-------- TEXT EXTRACT

Argus was a design agency from the mid 90s to the early 00s, and was an important part of the nascent UX community in Ann Arbor, Michigan.

How did you come to work at Argus?

While I was at Bowling Green State University, I read some of Peter and Lou’s articles[1]. I liked their articles, and read their book, and saw that they were in Ann Arbor. I met with them for the first time over lunch at their favorite Mediterranean restaurant. That eventually lead to working with them.

For a year or so I did my own consulting and stayed in touch. I didn’t see them at MOCHI[2] meetings—they didn’t really go as often as I did. Later, at some point as Argus was growing, they said, “We’re a bunch of librarians and it’s time to branch out and hire some not-librarians who didn’t graduate from the University of Michigan (UM),” and so then I was on their list.

When I was at Argus, I agreed to give a talk at MOCHI on web navigation. By the time I gave my talk, I was no longer working there and the company was shutting down. That may have been where some people learned about the end of Argus.

We did a talk at OCLC[3] in March 2001, which was our last official presentation as Argus. We went down to Columbus and on the drive home we got a message that we were closing in two weeks.

MOCHI and UXNet

Professional organizations have historically been a valuable resource for professional development and networking. The User Experience field has had the Association for Computing Machinery (ACM) Special Interest Group on Human-Computer Interaction (SIGCHI) since the early 80s, the User Experience Professionals’ Association (UXPA) since the early 90s, and the Information Architecture Institute (IAI) since the early 00s. Over the years, people from Michigan have been active in these organizations. In this section, we look at a few of these intersections.

You were involved with MOCHI when it was active in the late 90s and early 00s. How did you get involved?
Back then, I was doing research in Human-Computer Interaction (HCI) at Bowling Green State University, in Ohio, and the professor I was working with Laura Leventhal. She was my mentor, and she had connections to the University of Michigan, because that’s where she got her degree. We sort of knew the folks that were getting into HCI there, and at some point they said “We want to start a local chapter of ACM SIGCHI.” CHI had established itself as the primary organization at the time.

There was an organizational meeting at the Ehrlicher Room at the University of Michigan School of Information, and so we went up and asked, “If you’re going to do a local chapter, we’d like to be included. We don’t think that we’d ever be big enough to have our own local chapter.” They agreed, so as they were coming up with the name, the “O” in “MOCHI” was “Ohio”—at least in one version of the story. In another version, the “MO” was from “MO-town,” so I am sure some people did not think Ohio was part of the scope.

At one point, the chapter was supposed to be for Michigan and Ohio. Over the years we never really realized that. We never had anything in Ohio for people from Michigan to come down and do.

----------------

### [INSTRUCTION A]
According to the Argus interview, where and when did Argus give its last official presentation?

-------- MATERIALS PROVIDED

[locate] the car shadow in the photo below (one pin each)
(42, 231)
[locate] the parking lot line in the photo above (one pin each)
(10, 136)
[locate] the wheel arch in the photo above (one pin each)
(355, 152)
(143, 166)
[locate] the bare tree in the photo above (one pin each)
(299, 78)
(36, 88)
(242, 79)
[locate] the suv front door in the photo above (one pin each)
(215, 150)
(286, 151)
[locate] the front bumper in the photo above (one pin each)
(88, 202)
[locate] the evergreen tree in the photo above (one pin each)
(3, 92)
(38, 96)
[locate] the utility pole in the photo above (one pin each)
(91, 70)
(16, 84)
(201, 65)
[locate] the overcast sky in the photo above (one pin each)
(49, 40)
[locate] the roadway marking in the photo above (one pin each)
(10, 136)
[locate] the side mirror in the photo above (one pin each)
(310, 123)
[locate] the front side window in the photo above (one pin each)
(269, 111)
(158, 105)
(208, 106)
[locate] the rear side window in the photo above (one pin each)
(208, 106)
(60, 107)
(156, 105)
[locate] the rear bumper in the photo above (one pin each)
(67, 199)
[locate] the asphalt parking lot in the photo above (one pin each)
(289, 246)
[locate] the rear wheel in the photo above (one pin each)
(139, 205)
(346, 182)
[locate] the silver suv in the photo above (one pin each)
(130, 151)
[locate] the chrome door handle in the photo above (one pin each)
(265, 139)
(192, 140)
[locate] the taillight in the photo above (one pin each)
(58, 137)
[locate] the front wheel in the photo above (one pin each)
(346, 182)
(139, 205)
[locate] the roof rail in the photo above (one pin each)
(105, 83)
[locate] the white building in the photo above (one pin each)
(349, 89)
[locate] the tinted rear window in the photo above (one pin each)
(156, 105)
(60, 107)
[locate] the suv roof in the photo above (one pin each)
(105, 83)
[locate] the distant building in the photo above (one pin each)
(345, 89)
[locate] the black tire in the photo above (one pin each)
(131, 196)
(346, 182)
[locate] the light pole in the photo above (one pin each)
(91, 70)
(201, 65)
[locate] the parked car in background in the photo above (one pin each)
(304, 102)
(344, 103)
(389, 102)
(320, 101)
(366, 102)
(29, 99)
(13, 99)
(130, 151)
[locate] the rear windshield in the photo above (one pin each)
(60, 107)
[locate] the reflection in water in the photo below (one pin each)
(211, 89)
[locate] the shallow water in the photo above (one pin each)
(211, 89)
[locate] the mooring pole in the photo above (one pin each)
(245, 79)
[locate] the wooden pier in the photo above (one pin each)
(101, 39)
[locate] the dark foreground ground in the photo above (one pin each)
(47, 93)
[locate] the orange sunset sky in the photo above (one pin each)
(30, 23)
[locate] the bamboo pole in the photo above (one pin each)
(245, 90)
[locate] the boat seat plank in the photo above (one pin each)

----------------
-------- MATERIALS PROVIDED

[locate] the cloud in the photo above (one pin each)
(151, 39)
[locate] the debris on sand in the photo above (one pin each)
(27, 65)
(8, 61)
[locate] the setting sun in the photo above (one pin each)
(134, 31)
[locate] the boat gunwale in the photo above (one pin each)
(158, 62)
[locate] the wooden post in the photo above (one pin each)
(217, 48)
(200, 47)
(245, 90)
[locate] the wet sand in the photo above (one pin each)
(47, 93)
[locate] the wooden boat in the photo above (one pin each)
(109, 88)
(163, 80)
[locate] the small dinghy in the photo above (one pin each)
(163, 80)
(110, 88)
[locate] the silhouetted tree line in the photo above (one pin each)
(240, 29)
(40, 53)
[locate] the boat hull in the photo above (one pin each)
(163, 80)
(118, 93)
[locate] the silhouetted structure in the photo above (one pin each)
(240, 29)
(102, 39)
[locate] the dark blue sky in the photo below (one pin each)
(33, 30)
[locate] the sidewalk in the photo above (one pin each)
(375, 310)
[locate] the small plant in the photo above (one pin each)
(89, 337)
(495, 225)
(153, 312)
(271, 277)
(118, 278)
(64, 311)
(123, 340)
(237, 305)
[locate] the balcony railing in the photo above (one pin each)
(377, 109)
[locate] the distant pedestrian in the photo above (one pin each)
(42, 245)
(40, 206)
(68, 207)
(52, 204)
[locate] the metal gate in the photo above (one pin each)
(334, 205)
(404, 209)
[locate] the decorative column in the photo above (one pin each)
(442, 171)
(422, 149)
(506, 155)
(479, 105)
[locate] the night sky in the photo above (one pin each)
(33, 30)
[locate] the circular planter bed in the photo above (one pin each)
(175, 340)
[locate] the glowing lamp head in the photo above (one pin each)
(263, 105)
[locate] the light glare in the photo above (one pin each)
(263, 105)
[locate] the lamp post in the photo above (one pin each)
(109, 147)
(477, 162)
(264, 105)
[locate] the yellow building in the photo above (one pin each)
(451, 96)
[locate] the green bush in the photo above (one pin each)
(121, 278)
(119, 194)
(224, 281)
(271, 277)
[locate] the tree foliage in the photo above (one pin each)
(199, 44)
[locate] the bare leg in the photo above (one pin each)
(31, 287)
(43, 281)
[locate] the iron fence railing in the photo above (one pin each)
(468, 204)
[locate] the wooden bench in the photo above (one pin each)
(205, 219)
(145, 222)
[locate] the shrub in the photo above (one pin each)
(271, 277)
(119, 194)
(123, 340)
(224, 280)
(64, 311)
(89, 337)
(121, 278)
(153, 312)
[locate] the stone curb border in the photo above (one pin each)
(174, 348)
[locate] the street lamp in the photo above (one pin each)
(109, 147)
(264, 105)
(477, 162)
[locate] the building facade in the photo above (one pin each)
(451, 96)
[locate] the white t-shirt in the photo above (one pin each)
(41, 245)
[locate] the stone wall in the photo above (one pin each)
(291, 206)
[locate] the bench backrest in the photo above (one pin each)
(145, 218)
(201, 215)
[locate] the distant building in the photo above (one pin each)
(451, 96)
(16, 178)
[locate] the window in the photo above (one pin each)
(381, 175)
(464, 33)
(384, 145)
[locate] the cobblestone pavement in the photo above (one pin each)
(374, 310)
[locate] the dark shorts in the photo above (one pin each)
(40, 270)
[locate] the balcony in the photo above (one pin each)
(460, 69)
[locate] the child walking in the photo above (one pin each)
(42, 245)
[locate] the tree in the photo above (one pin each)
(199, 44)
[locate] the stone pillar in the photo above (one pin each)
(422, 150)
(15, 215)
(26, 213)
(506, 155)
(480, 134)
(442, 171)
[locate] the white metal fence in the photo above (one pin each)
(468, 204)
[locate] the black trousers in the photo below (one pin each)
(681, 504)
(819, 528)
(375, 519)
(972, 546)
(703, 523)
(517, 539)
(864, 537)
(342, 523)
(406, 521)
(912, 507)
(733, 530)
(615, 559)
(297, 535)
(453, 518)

----------------
-------- MATERIALS PROVIDED

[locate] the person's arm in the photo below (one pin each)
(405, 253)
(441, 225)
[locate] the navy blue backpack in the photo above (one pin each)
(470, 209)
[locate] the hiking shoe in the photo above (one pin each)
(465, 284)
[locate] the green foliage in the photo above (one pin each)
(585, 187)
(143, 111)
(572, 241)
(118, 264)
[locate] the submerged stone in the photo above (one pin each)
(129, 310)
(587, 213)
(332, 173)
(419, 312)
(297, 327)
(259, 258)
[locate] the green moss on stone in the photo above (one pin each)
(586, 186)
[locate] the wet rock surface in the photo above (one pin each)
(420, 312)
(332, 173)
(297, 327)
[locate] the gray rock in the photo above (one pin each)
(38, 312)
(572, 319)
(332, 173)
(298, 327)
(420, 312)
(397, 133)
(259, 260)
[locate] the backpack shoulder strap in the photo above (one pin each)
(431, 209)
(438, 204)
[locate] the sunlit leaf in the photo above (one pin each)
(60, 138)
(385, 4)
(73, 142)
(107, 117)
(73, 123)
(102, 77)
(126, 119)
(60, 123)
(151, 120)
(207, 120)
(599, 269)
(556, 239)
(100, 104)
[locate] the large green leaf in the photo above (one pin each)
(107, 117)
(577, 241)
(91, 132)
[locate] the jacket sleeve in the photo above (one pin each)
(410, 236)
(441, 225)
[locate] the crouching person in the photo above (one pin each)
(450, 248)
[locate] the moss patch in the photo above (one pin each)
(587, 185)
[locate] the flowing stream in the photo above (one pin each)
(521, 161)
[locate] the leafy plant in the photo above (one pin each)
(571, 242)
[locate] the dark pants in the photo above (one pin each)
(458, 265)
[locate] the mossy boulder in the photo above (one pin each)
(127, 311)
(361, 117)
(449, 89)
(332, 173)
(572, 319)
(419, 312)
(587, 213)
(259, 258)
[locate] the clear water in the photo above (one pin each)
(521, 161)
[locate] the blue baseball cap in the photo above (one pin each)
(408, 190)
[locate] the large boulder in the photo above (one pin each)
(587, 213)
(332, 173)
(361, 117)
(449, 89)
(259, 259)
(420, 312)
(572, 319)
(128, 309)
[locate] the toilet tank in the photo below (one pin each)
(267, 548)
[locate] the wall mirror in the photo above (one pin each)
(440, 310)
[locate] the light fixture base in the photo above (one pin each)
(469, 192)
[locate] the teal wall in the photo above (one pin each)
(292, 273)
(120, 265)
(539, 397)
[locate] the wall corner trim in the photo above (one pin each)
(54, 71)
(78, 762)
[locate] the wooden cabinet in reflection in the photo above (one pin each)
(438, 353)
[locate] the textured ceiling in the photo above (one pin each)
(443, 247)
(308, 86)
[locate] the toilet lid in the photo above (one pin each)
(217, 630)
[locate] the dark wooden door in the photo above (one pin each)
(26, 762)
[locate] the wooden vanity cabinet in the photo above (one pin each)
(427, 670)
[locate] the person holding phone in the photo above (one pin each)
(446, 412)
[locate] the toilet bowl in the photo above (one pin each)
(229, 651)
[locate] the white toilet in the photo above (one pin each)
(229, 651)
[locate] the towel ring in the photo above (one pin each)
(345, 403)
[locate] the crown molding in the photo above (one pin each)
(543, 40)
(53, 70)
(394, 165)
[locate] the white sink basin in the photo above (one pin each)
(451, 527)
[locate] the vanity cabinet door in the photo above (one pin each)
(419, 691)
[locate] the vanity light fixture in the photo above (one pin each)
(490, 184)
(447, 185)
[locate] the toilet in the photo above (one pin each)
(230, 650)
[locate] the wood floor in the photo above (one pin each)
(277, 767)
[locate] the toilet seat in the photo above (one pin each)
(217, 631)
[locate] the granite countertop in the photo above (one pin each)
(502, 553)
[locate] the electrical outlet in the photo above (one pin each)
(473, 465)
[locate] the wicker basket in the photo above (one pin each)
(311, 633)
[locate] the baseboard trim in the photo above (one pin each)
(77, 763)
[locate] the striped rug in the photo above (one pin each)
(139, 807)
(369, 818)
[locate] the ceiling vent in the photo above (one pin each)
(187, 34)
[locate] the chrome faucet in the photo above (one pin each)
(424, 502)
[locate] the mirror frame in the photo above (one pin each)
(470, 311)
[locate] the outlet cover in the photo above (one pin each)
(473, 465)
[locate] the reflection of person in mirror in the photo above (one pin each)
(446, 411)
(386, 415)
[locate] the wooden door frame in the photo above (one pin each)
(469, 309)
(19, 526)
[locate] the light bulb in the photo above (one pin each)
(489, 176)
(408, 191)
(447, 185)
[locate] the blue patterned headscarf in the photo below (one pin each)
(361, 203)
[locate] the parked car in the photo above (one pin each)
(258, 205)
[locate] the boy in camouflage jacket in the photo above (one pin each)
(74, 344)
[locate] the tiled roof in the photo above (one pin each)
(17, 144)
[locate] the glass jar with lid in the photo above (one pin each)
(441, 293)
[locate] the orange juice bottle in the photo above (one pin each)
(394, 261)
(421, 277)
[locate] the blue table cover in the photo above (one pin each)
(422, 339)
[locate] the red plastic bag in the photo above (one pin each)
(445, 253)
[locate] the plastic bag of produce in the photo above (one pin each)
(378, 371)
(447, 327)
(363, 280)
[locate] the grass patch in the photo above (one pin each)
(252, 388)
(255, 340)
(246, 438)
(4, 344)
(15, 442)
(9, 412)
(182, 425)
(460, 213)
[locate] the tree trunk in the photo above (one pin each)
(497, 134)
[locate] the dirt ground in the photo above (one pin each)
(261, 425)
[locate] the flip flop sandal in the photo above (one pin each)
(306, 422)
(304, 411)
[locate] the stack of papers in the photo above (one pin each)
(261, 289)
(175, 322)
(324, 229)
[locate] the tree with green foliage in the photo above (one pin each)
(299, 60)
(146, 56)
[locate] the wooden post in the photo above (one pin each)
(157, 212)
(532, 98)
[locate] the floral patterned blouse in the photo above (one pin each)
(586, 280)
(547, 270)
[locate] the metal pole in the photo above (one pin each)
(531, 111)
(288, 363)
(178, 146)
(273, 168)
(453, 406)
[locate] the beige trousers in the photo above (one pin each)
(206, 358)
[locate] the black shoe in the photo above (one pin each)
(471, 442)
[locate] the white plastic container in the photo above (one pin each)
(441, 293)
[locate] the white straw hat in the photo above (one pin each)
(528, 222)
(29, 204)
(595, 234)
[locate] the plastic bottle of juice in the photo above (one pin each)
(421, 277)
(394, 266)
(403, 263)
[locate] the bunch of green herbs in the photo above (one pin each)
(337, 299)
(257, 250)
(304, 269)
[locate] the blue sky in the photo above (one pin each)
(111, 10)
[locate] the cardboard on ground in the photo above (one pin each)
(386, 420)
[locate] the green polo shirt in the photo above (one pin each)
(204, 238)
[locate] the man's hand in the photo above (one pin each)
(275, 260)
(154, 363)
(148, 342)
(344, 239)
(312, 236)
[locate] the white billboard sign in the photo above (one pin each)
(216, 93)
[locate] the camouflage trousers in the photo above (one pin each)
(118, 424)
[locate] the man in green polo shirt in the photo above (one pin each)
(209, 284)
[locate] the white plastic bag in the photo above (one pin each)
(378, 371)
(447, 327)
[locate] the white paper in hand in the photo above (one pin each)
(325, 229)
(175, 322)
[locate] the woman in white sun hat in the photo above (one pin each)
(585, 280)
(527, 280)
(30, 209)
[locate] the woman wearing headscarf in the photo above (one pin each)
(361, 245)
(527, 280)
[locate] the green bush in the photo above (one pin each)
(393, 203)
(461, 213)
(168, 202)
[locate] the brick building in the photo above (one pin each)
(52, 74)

----------------

### [INSTRUCTION B]
Pick out each line of the listing that contains the string "fence", matching case exactly.

### [FULL RESPONSE A]
At OCLC in March 2001.

### [FULL RESPONSE B]
[locate] the iron fence railing in the photo above (one pin each)
[locate] the white metal fence in the photo above (one pin each)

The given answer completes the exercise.